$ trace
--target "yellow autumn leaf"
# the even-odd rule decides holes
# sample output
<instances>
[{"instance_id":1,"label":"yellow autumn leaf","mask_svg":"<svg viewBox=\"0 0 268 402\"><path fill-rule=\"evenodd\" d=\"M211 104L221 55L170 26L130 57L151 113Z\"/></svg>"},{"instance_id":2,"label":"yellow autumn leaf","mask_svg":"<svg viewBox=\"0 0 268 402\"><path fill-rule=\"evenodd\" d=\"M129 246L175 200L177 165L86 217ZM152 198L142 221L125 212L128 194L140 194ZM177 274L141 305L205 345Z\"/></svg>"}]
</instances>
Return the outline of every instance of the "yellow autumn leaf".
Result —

⁂

_To do:_ Retype every line of the listing exactly as it appears.

_Result for this task:_
$ trace
--target "yellow autumn leaf"
# the even-odd rule decides holes
# sample output
<instances>
[{"instance_id":1,"label":"yellow autumn leaf","mask_svg":"<svg viewBox=\"0 0 268 402\"><path fill-rule=\"evenodd\" d=\"M211 104L221 55L170 26L130 57L151 113Z\"/></svg>"},{"instance_id":2,"label":"yellow autumn leaf","mask_svg":"<svg viewBox=\"0 0 268 402\"><path fill-rule=\"evenodd\" d=\"M129 246L175 200L177 165L86 217ZM152 198L142 221L125 212L128 194L140 194ZM177 274L141 305L205 345Z\"/></svg>"}]
</instances>
Return the outline of every instance of the "yellow autumn leaf".
Result —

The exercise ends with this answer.